* Stated task
Extract the full set of records that follows, word for word.

======== Information provided ========

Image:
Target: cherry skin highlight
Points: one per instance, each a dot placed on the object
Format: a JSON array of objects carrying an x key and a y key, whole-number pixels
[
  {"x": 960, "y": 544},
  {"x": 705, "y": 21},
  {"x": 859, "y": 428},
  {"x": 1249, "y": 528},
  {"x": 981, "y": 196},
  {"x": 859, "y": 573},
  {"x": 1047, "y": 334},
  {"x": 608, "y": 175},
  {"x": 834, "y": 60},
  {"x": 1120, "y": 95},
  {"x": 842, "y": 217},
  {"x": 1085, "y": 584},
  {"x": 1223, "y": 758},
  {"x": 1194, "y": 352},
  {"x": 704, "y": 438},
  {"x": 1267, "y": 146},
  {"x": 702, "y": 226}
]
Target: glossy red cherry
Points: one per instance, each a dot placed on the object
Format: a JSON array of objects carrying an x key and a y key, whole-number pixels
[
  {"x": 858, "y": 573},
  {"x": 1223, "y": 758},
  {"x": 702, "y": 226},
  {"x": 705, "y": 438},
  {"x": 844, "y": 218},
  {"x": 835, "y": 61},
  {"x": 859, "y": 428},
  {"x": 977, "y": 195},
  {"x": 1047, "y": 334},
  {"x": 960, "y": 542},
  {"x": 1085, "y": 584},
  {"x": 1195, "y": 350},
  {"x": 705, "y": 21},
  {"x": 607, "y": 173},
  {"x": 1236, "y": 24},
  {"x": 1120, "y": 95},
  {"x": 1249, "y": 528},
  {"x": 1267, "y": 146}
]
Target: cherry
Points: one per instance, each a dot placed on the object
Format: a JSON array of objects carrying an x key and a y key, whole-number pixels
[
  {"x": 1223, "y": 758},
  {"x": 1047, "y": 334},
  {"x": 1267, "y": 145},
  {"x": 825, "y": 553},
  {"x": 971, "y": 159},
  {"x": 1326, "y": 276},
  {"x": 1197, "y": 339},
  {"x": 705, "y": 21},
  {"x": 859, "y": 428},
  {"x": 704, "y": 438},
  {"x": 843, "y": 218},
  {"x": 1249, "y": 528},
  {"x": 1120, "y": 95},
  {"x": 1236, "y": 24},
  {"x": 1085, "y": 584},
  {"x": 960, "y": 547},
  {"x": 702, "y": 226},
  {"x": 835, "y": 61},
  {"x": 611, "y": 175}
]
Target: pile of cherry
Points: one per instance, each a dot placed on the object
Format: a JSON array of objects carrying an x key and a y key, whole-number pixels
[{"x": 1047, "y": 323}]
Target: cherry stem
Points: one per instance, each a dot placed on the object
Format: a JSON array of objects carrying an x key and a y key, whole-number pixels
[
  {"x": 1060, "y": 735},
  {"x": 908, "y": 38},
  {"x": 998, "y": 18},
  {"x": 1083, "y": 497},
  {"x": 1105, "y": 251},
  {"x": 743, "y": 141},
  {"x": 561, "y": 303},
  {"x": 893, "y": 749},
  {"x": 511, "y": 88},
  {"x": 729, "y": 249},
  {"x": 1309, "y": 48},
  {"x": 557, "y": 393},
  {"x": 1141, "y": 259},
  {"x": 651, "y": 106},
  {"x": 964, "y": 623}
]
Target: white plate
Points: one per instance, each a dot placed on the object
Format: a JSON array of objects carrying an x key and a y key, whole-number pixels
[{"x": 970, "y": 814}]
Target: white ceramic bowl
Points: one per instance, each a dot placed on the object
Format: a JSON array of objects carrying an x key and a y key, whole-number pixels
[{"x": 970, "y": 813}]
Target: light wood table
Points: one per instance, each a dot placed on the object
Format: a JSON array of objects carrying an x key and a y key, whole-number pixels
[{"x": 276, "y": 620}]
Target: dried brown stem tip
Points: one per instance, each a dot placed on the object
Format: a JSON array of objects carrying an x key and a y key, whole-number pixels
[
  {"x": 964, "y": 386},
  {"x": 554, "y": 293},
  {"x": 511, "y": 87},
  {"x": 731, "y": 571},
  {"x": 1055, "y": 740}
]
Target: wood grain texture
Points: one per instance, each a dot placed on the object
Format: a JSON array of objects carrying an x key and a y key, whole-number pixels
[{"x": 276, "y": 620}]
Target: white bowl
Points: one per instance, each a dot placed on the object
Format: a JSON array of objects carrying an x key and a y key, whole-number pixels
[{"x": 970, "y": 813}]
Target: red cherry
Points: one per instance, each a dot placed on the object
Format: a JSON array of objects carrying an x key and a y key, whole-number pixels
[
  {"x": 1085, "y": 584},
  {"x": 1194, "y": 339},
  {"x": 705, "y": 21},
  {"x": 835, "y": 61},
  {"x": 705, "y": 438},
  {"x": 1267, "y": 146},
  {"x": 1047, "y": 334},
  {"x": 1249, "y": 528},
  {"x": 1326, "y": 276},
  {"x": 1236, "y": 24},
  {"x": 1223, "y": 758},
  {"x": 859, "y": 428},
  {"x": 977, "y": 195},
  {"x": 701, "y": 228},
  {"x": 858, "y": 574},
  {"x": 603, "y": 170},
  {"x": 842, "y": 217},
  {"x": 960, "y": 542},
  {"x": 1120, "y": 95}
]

========

* Right answer
Image:
Target: cherry skin highlight
Points: one per instance, each a dot placed on the object
Format: a JSON array of objects carrying an x key and a y key, whole-number pixels
[
  {"x": 960, "y": 544},
  {"x": 705, "y": 21},
  {"x": 859, "y": 428},
  {"x": 1249, "y": 528},
  {"x": 981, "y": 196},
  {"x": 859, "y": 573},
  {"x": 1047, "y": 334},
  {"x": 608, "y": 175},
  {"x": 834, "y": 60},
  {"x": 1120, "y": 95},
  {"x": 842, "y": 217},
  {"x": 1085, "y": 584},
  {"x": 1223, "y": 758},
  {"x": 1194, "y": 352},
  {"x": 704, "y": 438},
  {"x": 1267, "y": 146},
  {"x": 702, "y": 226}
]
Target: glossy red cherry
Points: one per instance, each a dot placed on the object
Format: a JSON array of objects carrying an x key and a y key, whole-number pixels
[
  {"x": 858, "y": 573},
  {"x": 1223, "y": 758},
  {"x": 702, "y": 226},
  {"x": 705, "y": 438},
  {"x": 844, "y": 218},
  {"x": 835, "y": 61},
  {"x": 859, "y": 428},
  {"x": 977, "y": 195},
  {"x": 1047, "y": 334},
  {"x": 960, "y": 542},
  {"x": 1085, "y": 584},
  {"x": 1195, "y": 350},
  {"x": 705, "y": 21},
  {"x": 607, "y": 173},
  {"x": 1236, "y": 24},
  {"x": 1120, "y": 95},
  {"x": 1249, "y": 528},
  {"x": 1267, "y": 146}
]
Target: cherry
Points: one per instance, each a dot placed on the object
Format: a JSON array of objects carrying an x key and a y key, whole-number pixels
[
  {"x": 1223, "y": 758},
  {"x": 1047, "y": 334},
  {"x": 1267, "y": 145},
  {"x": 825, "y": 553},
  {"x": 971, "y": 159},
  {"x": 1326, "y": 276},
  {"x": 1197, "y": 339},
  {"x": 705, "y": 21},
  {"x": 859, "y": 428},
  {"x": 704, "y": 438},
  {"x": 843, "y": 218},
  {"x": 1249, "y": 528},
  {"x": 1120, "y": 95},
  {"x": 1236, "y": 24},
  {"x": 1085, "y": 584},
  {"x": 960, "y": 547},
  {"x": 702, "y": 226},
  {"x": 835, "y": 61},
  {"x": 611, "y": 175}
]
Target: pile of cherry
Points: one per instance, each a dot placed on the object
Format: a JSON array of objects carrying an x key and a y key, whole-number pixels
[{"x": 1047, "y": 323}]
Target: cherry stem
Points: one per instance, each a dot placed on the object
Format: a JSON array of objects carrying an x key and a y key, whole-number pixels
[
  {"x": 1060, "y": 735},
  {"x": 908, "y": 38},
  {"x": 998, "y": 18},
  {"x": 1083, "y": 497},
  {"x": 1105, "y": 251},
  {"x": 743, "y": 141},
  {"x": 561, "y": 303},
  {"x": 893, "y": 749},
  {"x": 511, "y": 88},
  {"x": 729, "y": 249},
  {"x": 1309, "y": 48},
  {"x": 557, "y": 393},
  {"x": 1141, "y": 259},
  {"x": 651, "y": 106},
  {"x": 964, "y": 623}
]
Target: white plate
Points: one per instance, each a dot placed on the object
Format: a JSON array of objects carrying an x key and a y key, whole-number pixels
[{"x": 970, "y": 814}]
Target: white ceramic bowl
Points: one per instance, each a dot placed on the object
Format: a JSON array of objects carrying an x key and a y key, whole-number pixels
[{"x": 970, "y": 813}]
Target: light wood table
Points: one per instance, each a dot placed on the object
Format: a JSON array of objects carrying an x key and a y key, whole-number pixels
[{"x": 276, "y": 620}]
Target: dried brown stem tip
Points: one per instance, each a dot placed on the object
Format: a JSON array of objects carrying an x key and a y key, whole-number pixels
[
  {"x": 964, "y": 386},
  {"x": 554, "y": 293},
  {"x": 511, "y": 87},
  {"x": 731, "y": 571},
  {"x": 1055, "y": 740}
]
Target: wood grain texture
Points: one per instance, each a dot placed on the object
Format: a JSON array of objects carrying an x key and a y key, whole-number pixels
[{"x": 276, "y": 620}]
Target: white bowl
Points: one per instance, each a dot placed on the object
Format: a JSON array of objects carrying an x key and a y key, whole-number pixels
[{"x": 970, "y": 813}]
Target: red cherry
Points: one per instance, each a dot placed on the object
Format: a JSON array of objects carrying an x key and a y key, whole-number pixels
[
  {"x": 1085, "y": 584},
  {"x": 1194, "y": 339},
  {"x": 705, "y": 21},
  {"x": 835, "y": 61},
  {"x": 705, "y": 438},
  {"x": 1267, "y": 146},
  {"x": 1047, "y": 334},
  {"x": 1249, "y": 528},
  {"x": 1326, "y": 276},
  {"x": 1236, "y": 24},
  {"x": 1223, "y": 758},
  {"x": 859, "y": 428},
  {"x": 977, "y": 195},
  {"x": 701, "y": 228},
  {"x": 858, "y": 574},
  {"x": 603, "y": 170},
  {"x": 842, "y": 217},
  {"x": 960, "y": 542},
  {"x": 1120, "y": 95}
]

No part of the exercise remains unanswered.